> WHAT IS ASKED:
Can you copy the material below line for line, leaving out any pictures?
[start]
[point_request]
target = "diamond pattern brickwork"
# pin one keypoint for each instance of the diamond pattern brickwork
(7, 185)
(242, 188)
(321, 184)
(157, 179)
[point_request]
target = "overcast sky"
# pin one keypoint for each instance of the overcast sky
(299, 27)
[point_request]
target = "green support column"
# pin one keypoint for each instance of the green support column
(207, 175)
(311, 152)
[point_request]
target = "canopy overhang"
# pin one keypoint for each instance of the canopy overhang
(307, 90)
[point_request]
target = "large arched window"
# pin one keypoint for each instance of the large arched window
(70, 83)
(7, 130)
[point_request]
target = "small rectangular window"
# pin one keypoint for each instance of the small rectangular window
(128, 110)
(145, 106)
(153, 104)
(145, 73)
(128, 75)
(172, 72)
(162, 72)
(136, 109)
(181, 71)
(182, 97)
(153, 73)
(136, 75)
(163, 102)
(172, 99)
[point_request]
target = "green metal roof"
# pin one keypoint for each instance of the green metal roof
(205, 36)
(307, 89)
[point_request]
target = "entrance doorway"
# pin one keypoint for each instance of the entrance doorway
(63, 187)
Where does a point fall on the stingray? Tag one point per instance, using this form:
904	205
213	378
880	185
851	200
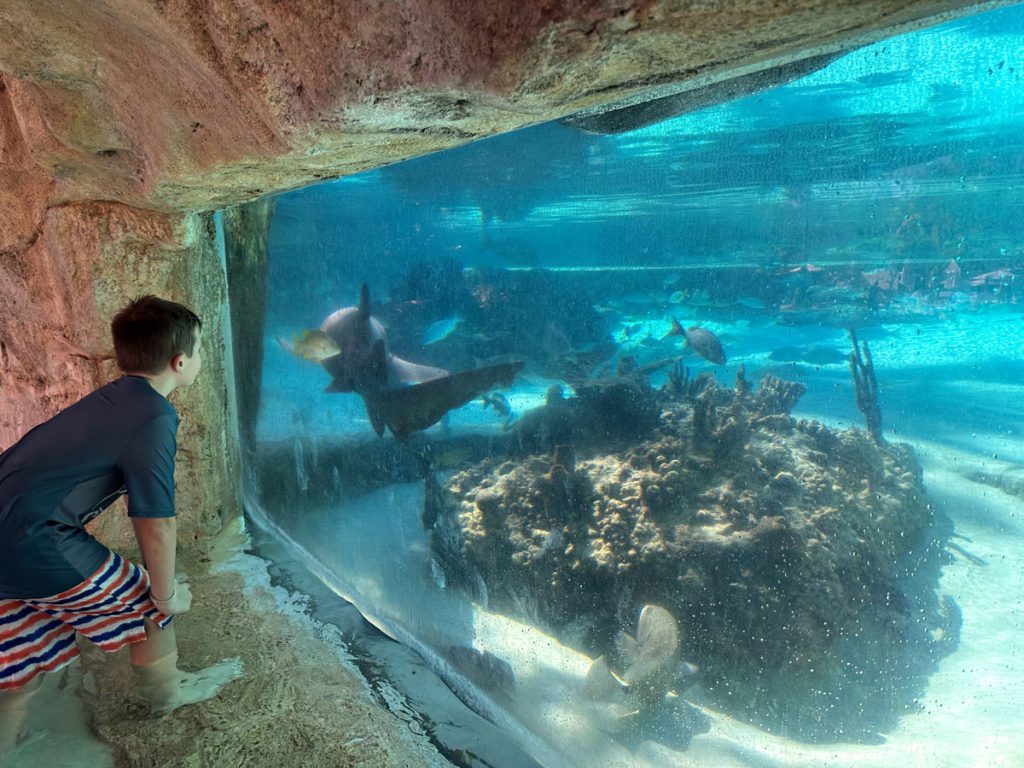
[end]
> SOLVED PROBLEM:
[point_request]
target = "diamond pattern brickwork"
# pin one keypoint for each instance of the diamond pattern brickwork
(7, 185)
(242, 188)
(321, 184)
(157, 179)
[point_request]
target = "overcast sky"
# pin one keypoint for each instance of the overcast sky
(299, 27)
[point_request]
target = "green support column"
# pin one keypoint for each instance of the green support column
(207, 175)
(311, 152)
[point_request]
target = "canopy overhang"
# pin one keypoint for each instance of the canopy overhang
(307, 90)
[point_request]
target = "large arched window"
# pin one keypoint for each instance of the large arched window
(70, 83)
(7, 130)
[point_request]
target = "small rectangular window"
# pin one keypoint for each instance of the small rectangular window
(128, 110)
(145, 106)
(153, 104)
(145, 73)
(128, 75)
(172, 72)
(162, 72)
(136, 109)
(181, 71)
(182, 97)
(153, 73)
(136, 75)
(163, 102)
(172, 99)
[point_request]
target = "green metal roof"
# pin one keypoint for each instance of the green metal roof
(205, 36)
(307, 89)
[point_request]
target = "entrance doorway"
# pin one keypoint for each instance of the entrance doorway
(63, 187)
Where does a point fall on the stingray? Tag one point per instance, using this form:
904	205
213	378
880	185
851	200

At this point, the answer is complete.